ABOUT THIS TASK. What do the entries below say? Restate them word for word.

::: DATASET CONTENT

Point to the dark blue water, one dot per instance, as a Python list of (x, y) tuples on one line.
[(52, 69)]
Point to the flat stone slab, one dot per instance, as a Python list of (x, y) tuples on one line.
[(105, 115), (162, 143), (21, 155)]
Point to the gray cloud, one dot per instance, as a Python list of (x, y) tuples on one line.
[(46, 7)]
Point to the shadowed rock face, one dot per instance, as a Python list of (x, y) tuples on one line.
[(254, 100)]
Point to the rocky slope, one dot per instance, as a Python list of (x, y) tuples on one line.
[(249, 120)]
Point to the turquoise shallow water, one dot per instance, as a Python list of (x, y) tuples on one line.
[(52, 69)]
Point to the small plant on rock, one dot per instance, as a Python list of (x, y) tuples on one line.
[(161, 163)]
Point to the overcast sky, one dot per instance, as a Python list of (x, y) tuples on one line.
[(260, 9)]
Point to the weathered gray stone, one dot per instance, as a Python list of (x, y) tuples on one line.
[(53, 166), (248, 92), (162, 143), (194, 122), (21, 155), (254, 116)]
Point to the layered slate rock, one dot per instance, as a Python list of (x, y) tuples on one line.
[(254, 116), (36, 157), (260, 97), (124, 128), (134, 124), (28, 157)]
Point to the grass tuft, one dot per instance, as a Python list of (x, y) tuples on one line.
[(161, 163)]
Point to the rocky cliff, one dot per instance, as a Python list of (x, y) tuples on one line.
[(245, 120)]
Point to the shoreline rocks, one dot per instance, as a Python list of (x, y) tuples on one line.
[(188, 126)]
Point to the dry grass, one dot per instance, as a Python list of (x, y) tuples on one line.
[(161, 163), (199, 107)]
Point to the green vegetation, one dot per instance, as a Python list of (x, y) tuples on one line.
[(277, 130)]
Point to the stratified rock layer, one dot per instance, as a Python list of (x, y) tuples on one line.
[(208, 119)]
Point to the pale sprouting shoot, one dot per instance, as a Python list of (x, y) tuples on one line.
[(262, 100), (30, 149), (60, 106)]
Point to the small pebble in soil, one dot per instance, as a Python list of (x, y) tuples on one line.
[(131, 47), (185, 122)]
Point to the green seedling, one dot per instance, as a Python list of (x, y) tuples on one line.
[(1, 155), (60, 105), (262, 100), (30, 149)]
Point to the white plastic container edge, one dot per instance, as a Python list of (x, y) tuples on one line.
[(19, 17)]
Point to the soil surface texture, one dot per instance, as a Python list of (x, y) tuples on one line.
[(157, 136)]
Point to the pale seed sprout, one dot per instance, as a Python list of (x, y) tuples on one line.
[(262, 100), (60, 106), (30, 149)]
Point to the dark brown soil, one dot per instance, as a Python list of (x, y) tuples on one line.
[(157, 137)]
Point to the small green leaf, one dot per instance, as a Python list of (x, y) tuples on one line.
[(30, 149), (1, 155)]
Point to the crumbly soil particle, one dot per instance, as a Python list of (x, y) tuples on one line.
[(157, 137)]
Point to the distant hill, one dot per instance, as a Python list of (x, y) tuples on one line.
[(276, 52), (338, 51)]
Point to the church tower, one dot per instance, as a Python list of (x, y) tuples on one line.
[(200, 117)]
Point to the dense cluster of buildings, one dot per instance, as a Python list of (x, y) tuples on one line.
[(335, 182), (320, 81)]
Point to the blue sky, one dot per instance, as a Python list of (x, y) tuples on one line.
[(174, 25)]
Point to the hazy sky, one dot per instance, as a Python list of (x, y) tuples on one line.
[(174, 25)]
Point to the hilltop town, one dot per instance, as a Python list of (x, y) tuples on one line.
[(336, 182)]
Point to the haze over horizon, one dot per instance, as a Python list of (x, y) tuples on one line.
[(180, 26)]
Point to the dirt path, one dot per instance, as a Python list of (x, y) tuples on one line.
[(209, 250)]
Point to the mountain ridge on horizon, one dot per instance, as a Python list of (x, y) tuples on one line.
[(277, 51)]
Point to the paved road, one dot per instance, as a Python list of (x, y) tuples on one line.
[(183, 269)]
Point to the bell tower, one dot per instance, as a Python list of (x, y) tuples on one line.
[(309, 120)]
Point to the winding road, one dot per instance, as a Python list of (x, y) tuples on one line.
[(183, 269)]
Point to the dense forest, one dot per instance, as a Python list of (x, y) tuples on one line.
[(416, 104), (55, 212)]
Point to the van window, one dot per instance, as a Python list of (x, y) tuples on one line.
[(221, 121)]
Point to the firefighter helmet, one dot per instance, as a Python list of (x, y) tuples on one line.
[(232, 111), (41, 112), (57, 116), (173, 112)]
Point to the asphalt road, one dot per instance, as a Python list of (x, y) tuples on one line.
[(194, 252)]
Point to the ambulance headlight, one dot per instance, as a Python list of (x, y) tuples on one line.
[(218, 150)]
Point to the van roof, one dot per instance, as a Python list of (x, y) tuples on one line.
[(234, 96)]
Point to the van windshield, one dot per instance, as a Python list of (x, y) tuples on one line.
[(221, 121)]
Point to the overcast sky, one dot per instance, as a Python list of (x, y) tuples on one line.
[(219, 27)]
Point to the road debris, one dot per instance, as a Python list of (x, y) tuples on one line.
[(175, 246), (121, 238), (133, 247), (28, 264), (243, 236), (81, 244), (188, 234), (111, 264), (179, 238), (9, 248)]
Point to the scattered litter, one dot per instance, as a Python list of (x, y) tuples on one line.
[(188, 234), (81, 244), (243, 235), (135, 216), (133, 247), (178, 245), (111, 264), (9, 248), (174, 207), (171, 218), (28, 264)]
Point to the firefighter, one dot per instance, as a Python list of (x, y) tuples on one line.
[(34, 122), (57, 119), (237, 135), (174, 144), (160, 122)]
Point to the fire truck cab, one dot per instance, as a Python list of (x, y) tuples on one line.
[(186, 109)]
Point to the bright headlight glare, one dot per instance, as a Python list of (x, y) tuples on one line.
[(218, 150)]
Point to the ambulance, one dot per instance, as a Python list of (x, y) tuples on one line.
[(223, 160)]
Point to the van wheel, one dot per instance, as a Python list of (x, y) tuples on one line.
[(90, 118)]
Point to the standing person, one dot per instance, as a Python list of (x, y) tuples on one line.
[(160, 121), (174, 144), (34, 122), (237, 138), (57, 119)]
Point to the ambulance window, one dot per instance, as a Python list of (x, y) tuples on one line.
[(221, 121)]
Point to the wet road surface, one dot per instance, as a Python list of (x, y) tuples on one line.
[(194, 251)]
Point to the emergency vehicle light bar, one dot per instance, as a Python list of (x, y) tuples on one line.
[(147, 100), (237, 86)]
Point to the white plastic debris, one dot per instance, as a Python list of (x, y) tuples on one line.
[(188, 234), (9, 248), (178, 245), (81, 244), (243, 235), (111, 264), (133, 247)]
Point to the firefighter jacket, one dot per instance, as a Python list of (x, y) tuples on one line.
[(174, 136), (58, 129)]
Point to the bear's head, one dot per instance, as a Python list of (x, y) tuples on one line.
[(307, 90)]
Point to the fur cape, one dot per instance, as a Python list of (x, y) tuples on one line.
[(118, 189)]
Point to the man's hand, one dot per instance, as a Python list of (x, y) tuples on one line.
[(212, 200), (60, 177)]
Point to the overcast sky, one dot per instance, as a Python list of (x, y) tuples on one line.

::::::

ANSWER TO THIS EXERCISE.
Point to the dark blue water, one dot per instance, as a Python list of (x, y) tuples on one line.
[(52, 69)]
Point to the flat stone slab, one dot per instance, as a Python list of (x, y) tuples on one line.
[(105, 115), (162, 143), (21, 155)]
Point to the gray cloud, one dot per instance, as a Python list of (x, y) tuples on one line.
[(46, 7)]
Point to the shadowed rock face, one dot per instance, as a Python list of (x, y) tuples on one line.
[(254, 100)]
Point to the rocky slope, one dot per instance, as a Python list of (x, y) tuples on one line.
[(249, 120)]
Point to the turquoise shallow water, one dot per instance, as a Python list of (x, y) tuples on one line.
[(52, 69)]
Point to the small plant on rock, one dot per instance, as a Python list of (x, y) tuples on one line.
[(161, 163)]
Point to the overcast sky, one dot per instance, as a Python list of (x, y) tuples on one line.
[(260, 9)]
Point to the weathered gray stone, one dot per instance, as a Python list of (x, y) tuples on one line.
[(53, 166), (248, 92), (162, 143), (194, 122), (21, 155), (254, 116)]
Point to the layered slate rock, one dot per instance, as a Python list of (x, y) tuples on one line.
[(254, 116), (36, 157), (260, 97), (124, 128), (134, 124), (28, 157)]
Point to the grass tuft, one dot per instance, as a Python list of (x, y) tuples on one line.
[(161, 163)]
Point to the rocky cliff, one dot per instance, as a Python list of (x, y) tuples on one line.
[(245, 120)]
Point to the shoreline rocks, one dot per instance, as a Python list of (x, y) tuples on one line.
[(188, 126)]
Point to the dry grass, one dot per instance, as a Python list of (x, y) tuples on one line.
[(161, 163), (199, 107)]
Point to the green vegetation, one dot per instance, as a Python list of (x, y) tuples on one line.
[(277, 130)]
Point to the stratified rock layer, one dot per instance, as a Python list of (x, y) tuples on one line.
[(208, 119)]
Point to the pale sprouting shoot, one dot per instance, as a Python list of (x, y) tuples on one line.
[(262, 100), (30, 149), (60, 106)]
Point to the small pebble in soil, one dot per instance, as a Python list of (x, y) tuples on one line.
[(131, 47), (185, 122)]
Point to the green seedling, one dot per instance, as a Python list of (x, y) tuples on one line.
[(1, 155), (60, 105), (262, 100), (30, 149)]
Point to the white plastic container edge, one dot per instance, as a Python list of (x, y) tuples on one line.
[(19, 17)]
Point to the soil surface texture, one dot per instance, as a Python list of (x, y) tuples on one line.
[(157, 136)]
Point to the pale seed sprout, one dot per instance, as a Python list of (x, y) tuples on one line.
[(262, 100), (60, 106), (30, 149)]
Point to the dark brown soil, one dot per instance, as a Python list of (x, y) tuples on one line.
[(157, 137)]
Point to the small green leaf, one dot per instance, as a Python list of (x, y) tuples on one line.
[(30, 149), (1, 155)]
Point to the crumbly soil particle, one dot per instance, as a Python list of (x, y) tuples on one line.
[(157, 137)]
Point to the distant hill, one dot per instance, as a Python list of (x, y) tuples on one line.
[(276, 52), (338, 51)]
Point to the church tower, one dot per instance, as a Python list of (x, y) tuples on one line.
[(200, 117)]
Point to the dense cluster of buildings, one dot per instance, as a Python list of (x, y) tuples on one line.
[(335, 182), (320, 81)]
Point to the blue sky, one dot per instance, as a Python list of (x, y) tuples on one line.
[(174, 25)]
Point to the hazy sky, one dot per instance, as a Python list of (x, y) tuples on one line.
[(174, 25)]
Point to the hilltop town, one dot per instance, as a Python list of (x, y) tuples on one line.
[(336, 182)]
Point to the haze over horizon, one dot per instance, as a Python list of (x, y) tuples on one line.
[(180, 26)]
Point to the dirt path, one dot per instance, as a Python list of (x, y) tuples on one line.
[(209, 250)]
Point to the mountain ridge on horizon, one dot per instance, as a Python list of (x, y) tuples on one line.
[(277, 51)]
Point to the paved road, one dot per instance, as a Python list of (x, y) tuples on one line.
[(183, 269)]
Point to the bell tower, one dot per instance, as a Python list of (x, y) tuples on one line.
[(309, 120)]
Point to the winding road, one dot per instance, as a Python list of (x, y) tuples on one line.
[(183, 269)]
Point to the dense forest, one dot per instance, as a Python list of (x, y) tuples on one line.
[(416, 104), (55, 212)]
Point to the van window, one dot per instance, as a Python list of (x, y) tuples on one line.
[(221, 121)]
Point to the firefighter helmet, one dot per instance, as a Python list of (x, y) tuples on one line.
[(232, 111), (41, 112), (57, 116), (173, 112)]
Point to the asphalt road, one dot per instance, as a Python list of (x, y) tuples on one line.
[(194, 252)]
Point to the ambulance headlight, one dot per instance, as a Python list of (x, y) tuples on one line.
[(218, 150)]
Point to the van roof, one dot per instance, as a Python list of (x, y) tuples on one line.
[(234, 96)]
Point to the van windshield, one dot per instance, as a Python list of (x, y) tuples on one line.
[(221, 121)]
Point to the overcast sky, one dot per instance, as a Python list of (x, y) tuples on one line.
[(219, 27)]
Point to the road debris, one dot per instance, as a Python list of (x, y) tuples on one line.
[(175, 246), (121, 238), (133, 247), (28, 264), (243, 236), (81, 244), (188, 234), (111, 264), (179, 238), (9, 248)]
Point to the scattered litter, one dot per instance, as a Python list of (x, y) tuples on one line.
[(188, 234), (81, 244), (243, 235), (135, 216), (133, 247), (178, 245), (111, 264), (9, 248), (174, 207), (171, 218), (28, 264)]
Point to the firefighter, one dot per instance, as a Python list of (x, y) tuples on one line.
[(34, 122), (57, 119), (237, 135), (174, 144), (160, 122)]
Point to the fire truck cab, one dot per instance, as a Python list of (x, y) tuples on one line.
[(186, 109)]
Point to the bright headlight glare, one dot per instance, as a Python list of (x, y) tuples on one line.
[(218, 150)]
Point to the ambulance, one dot per instance, as a Python list of (x, y) tuples on one line.
[(223, 160)]
Point to the van wheel, one dot per instance, as a Python list of (x, y) tuples on one line.
[(90, 118)]
Point to the standing person, one dot per instance, as a Python list of (x, y) tuples on one line.
[(160, 121), (174, 144), (34, 122), (237, 138), (57, 119)]
Point to the ambulance window, one dot per instance, as a Python list of (x, y) tuples on one line.
[(221, 121)]
Point to the wet road surface, one dot per instance, as a Python list of (x, y) tuples on one line.
[(194, 251)]
Point to the emergency vehicle light bar, one dot per instance, as a Python list of (x, y) tuples on one line.
[(147, 100), (237, 86)]
Point to the white plastic debris, one dot per instance, as a Python list of (x, y) tuples on one line.
[(188, 234), (9, 248), (178, 245), (81, 244), (243, 235), (111, 264), (133, 247)]
Point to the firefighter jacket, one dot per instance, as a Python list of (x, y) tuples on one line.
[(174, 136), (58, 129)]
Point to the bear's head, one dot per instance, as a Python list of (x, y) tuples on one line.
[(307, 90)]
Point to the fur cape, one dot per instance, as a Python list of (x, y) tuples on one line.
[(118, 189)]
Point to the man's hand, one dot per instance, as a Python list of (x, y) tuples on one line.
[(212, 200), (60, 177)]
Point to the overcast sky, one dot per instance, as a Python list of (x, y) tuples on one line.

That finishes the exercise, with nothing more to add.